## Task requirements
Check each line of the listing for the string "with". Copy those where it appears.

## Information

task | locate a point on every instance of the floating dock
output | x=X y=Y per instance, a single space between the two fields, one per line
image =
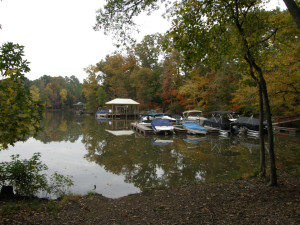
x=141 y=128
x=144 y=129
x=289 y=130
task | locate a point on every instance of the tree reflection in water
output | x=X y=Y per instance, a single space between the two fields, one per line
x=155 y=161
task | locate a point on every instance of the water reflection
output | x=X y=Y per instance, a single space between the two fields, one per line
x=142 y=162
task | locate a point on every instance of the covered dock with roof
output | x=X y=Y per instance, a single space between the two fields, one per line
x=123 y=107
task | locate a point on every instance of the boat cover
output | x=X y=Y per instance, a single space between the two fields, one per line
x=160 y=122
x=194 y=126
x=101 y=112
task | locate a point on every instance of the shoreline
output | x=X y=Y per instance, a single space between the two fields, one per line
x=243 y=201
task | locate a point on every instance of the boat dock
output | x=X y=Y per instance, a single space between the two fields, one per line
x=289 y=130
x=143 y=129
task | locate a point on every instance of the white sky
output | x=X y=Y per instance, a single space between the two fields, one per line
x=58 y=35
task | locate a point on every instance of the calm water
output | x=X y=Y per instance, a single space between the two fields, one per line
x=93 y=154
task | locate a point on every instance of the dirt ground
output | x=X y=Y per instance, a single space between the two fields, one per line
x=245 y=201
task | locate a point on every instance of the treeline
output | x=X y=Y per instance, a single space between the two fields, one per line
x=158 y=76
x=57 y=92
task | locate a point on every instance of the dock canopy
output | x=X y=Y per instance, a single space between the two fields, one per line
x=121 y=107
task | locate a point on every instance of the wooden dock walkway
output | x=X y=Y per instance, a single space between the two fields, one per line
x=143 y=129
x=289 y=130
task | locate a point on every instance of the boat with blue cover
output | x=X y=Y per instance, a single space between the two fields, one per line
x=194 y=128
x=162 y=126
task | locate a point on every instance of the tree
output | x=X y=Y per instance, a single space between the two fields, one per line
x=90 y=89
x=236 y=29
x=294 y=10
x=209 y=31
x=19 y=112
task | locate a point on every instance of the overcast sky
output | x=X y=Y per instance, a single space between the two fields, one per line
x=58 y=35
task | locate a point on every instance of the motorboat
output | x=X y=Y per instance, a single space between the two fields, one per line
x=174 y=118
x=162 y=126
x=222 y=121
x=194 y=115
x=250 y=125
x=194 y=128
x=101 y=114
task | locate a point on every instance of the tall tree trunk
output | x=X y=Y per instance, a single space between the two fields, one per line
x=262 y=171
x=294 y=11
x=262 y=82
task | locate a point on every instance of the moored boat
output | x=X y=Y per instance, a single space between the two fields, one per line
x=101 y=114
x=162 y=126
x=194 y=128
x=222 y=121
x=194 y=115
x=250 y=125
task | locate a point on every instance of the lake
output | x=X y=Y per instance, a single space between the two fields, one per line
x=124 y=163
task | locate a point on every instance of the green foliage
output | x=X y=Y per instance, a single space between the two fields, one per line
x=26 y=178
x=19 y=112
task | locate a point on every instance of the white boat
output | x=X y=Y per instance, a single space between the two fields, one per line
x=101 y=114
x=194 y=115
x=162 y=126
x=194 y=128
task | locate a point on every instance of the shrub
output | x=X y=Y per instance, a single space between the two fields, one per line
x=26 y=178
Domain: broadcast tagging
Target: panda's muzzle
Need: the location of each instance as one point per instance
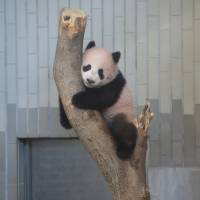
(90, 81)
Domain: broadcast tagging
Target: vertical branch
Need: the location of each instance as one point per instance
(126, 179)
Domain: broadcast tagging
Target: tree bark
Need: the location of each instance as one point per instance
(126, 179)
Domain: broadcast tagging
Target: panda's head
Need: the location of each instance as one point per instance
(99, 66)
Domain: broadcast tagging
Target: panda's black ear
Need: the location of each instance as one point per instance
(90, 45)
(116, 56)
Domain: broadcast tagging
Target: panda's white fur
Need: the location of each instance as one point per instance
(98, 58)
(106, 91)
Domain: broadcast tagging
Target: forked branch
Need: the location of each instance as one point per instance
(126, 179)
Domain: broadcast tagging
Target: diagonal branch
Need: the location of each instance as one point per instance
(126, 179)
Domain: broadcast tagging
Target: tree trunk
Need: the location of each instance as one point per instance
(126, 179)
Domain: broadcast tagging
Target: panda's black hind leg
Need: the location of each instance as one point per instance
(63, 118)
(124, 134)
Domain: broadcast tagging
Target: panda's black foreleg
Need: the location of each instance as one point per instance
(63, 118)
(124, 134)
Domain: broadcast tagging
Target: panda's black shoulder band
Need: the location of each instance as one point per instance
(105, 96)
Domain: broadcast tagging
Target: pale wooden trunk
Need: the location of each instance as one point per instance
(126, 179)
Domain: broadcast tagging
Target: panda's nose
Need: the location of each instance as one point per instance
(90, 81)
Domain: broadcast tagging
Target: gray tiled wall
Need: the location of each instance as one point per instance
(160, 45)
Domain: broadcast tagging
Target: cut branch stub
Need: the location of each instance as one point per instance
(127, 179)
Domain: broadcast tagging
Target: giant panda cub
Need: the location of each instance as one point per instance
(106, 91)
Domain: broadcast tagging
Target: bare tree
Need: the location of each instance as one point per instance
(126, 179)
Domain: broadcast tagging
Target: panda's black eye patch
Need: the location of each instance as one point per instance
(101, 75)
(86, 68)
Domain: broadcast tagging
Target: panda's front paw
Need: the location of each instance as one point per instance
(77, 100)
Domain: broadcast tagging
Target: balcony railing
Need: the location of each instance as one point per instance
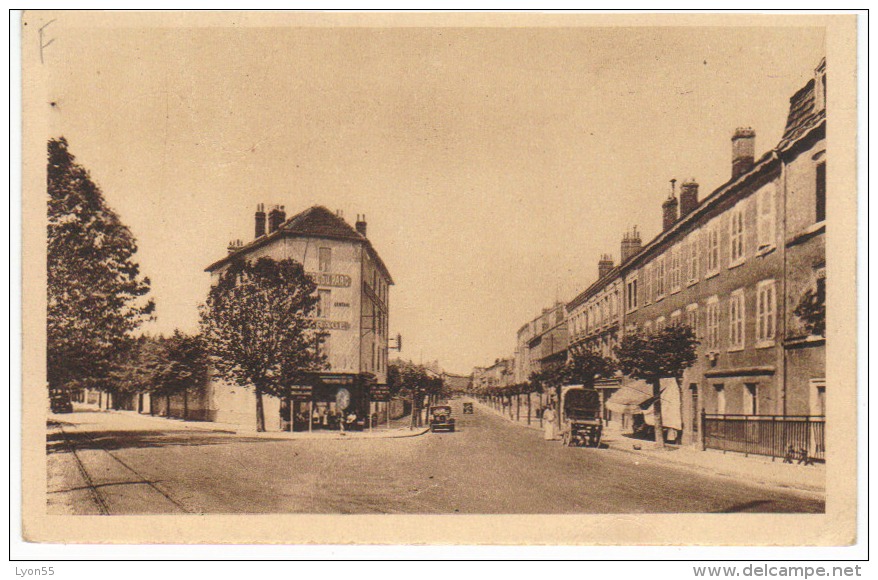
(795, 439)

## Answer space
task | locate a point on every instance of the covered dock with roof
task | locate a point on every instance of the boat with blue cover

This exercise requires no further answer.